* [Consigne 1]:
Répondez à ces questions sur le texte consacré à la saison des JayHawks :
(a) Quel ailier s'est blessé aux ligaments du genou en décembre ?
(b) Sur quel score Kansas a-t-il battu Murray State au second tour ?
(c) Qui assure les commentaires pour TF1 ?
* [Consigne 2]:
Pouvez-vous restituer à l'identique le passage du texte consacré à la saison des JayHawks compris entre « L’effectif des Oklahoma » et « Blaylock (G, Jr. ) », ces deux extraits inclus ?
* [Consigne 3]:
Quels joueurs de l'effectif des Oklahoma Sooners le texte consacré à la saison des JayHawks cite-t-il ?

*** Texte à lire ***

Le coach de Kansas est loin d’avoir vécu une saison rose bonbon et papillon. Pronostiquée comme un des candidats au titre, son équipe se gaufre lors des deux premiers matchs de la saison. Plus tard,  Les JayHawks connaîtront une infamante série de cinq défaites consécutives, principalement contre leur adversaire direct de la division Big 8. Il est clair que ça la fout mal. De plus,  l’équipe perd deux titulaires : l’ailier Archie Marshall se fusille les ligaments du genou en décembre et le pivot Marvin Branch est déclaré inéligible académiquement après 14 matchs (ah, le fameux règlement NCAA…).

La saison semble compromise et la dernière année de Danny Manning gâchée jusqu’à ce que l’équipe relève la tête et se qualifie pour le tournoi NCAA. Auteur d’un bilan plus que moyen (18v-12d) et ne rentrant même pas dans le top 25 NCAA, pas grand monde ne mise un kopeck sur eux pour la victoire finale lors du March Madness.

Ils frisent d’ailleurs la correctionnelle au second tour contre la modeste équipe de Murray State (61-58). Il se débarrasse ensuite de Vanderbilt grâce à un grand Manning (38 points). Le derby contre Kansas State, qui a dominé les JayHawks deux fois sur trois dans la saison, va-t-il mettre fin à l’embellie ? Que Nenni ! La défense fait merveille et Mitch Richmond est cloisonné (victoire 71-58), même tarif pour Duke et Danny Ferry qui coule en demi-finale dans une Kemper Arena surchauffée.

Kansas, miraculé du tournoi, peut-il aller au bout de l’exploit ?

Aux commentaires pour TF1, Pierre Toret et l’international limougeaud Jean-Michel Sénégal.

L’effectif des Oklahoma Sooners (entre parenthèses la position et l’année d’étude des joueurs)

Stacey King (C, Jr.)

Harvey Grant (F, Sr.)

Mookie Blaylock (G, Jr. )

Ricky Grace (G, Sr.)

Dave Sieger (F, Sr.)

Terrence Mullins (G, Fr.)

L’effectif des Kansas JayHawks:

Scooter Barry (G, Jr.)

*** Données ***

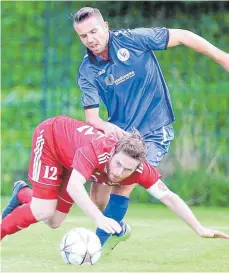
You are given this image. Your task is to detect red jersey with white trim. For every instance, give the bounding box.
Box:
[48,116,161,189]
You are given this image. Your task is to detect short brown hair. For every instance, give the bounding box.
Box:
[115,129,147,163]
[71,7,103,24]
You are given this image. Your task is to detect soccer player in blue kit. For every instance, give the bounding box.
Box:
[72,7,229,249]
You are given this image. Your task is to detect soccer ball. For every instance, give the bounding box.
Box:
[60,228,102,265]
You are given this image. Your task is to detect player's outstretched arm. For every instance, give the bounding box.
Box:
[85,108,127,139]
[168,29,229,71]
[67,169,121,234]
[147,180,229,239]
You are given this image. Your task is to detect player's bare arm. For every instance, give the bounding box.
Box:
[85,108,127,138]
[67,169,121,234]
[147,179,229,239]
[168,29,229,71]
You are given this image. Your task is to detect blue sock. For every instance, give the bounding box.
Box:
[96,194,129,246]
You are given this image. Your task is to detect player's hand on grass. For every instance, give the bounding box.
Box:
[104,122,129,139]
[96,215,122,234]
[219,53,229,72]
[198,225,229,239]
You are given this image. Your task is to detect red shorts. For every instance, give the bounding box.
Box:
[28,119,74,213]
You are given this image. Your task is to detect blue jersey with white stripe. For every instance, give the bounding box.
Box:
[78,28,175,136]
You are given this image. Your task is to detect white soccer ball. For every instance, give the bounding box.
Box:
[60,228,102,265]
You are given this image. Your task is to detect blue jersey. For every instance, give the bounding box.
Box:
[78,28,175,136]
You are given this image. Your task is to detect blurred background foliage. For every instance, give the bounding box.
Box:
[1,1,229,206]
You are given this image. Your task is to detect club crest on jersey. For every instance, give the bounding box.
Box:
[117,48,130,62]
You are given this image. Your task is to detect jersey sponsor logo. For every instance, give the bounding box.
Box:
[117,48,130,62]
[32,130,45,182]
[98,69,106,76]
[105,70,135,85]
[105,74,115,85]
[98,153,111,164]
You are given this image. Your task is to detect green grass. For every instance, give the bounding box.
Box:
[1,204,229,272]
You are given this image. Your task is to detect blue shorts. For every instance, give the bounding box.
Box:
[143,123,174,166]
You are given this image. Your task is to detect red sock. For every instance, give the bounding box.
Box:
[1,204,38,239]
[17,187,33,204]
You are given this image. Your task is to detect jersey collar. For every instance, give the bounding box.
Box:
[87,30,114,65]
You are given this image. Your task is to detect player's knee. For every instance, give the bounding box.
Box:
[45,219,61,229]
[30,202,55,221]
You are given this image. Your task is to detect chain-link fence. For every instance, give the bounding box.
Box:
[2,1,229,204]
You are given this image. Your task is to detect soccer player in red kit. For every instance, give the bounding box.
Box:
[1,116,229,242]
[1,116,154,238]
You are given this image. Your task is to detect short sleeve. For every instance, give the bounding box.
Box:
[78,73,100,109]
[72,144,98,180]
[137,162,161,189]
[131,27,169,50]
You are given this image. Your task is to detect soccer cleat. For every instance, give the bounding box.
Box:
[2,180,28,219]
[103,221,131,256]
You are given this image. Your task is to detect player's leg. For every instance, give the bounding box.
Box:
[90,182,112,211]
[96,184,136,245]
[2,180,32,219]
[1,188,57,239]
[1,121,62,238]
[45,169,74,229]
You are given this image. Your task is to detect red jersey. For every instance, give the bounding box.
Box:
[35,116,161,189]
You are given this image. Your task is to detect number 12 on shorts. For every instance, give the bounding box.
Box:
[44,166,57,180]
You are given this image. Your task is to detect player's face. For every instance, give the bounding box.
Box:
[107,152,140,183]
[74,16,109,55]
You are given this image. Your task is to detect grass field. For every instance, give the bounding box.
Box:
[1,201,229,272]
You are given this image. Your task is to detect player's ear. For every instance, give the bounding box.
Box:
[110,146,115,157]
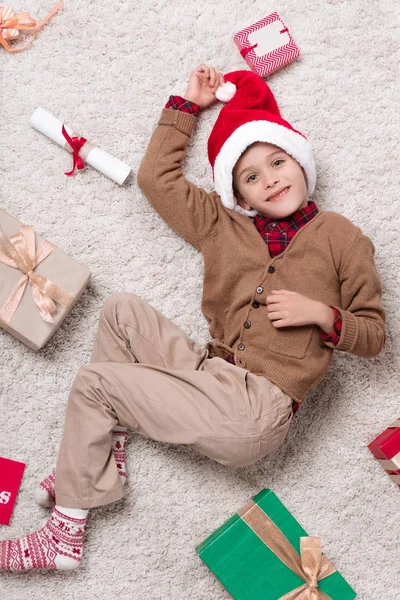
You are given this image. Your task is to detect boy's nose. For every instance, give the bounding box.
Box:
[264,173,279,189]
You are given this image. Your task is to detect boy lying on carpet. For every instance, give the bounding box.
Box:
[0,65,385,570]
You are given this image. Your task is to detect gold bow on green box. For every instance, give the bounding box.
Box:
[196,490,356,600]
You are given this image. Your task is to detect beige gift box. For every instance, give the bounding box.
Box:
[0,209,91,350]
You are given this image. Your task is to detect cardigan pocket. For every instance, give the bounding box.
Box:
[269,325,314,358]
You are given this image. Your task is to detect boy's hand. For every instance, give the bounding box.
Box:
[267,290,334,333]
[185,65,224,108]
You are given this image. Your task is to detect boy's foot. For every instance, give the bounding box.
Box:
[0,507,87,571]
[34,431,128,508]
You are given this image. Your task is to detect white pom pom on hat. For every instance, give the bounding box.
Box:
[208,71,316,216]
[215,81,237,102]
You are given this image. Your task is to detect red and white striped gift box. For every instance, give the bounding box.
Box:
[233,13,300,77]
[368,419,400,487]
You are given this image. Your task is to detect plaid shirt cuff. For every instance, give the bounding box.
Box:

***

* [Corrigé 1]:
(a) Archie Marshall
(b) 61-58
(c) Pierre Toret et Jean-Michel Sénégal

* [Corrigé 2]:
L’effectif des Oklahoma Sooners (entre parenthèses la position et l’année d’étude des joueurs)

Stacey King (C, Jr.)

Harvey Grant (F, Sr.)

Mookie Blaylock (G, Jr. )

* [Corrigé 3]:
Stacey King
Harvey Grant
Mookie Blaylock
Ricky Grace
Dave Sieger
Terrence Mullins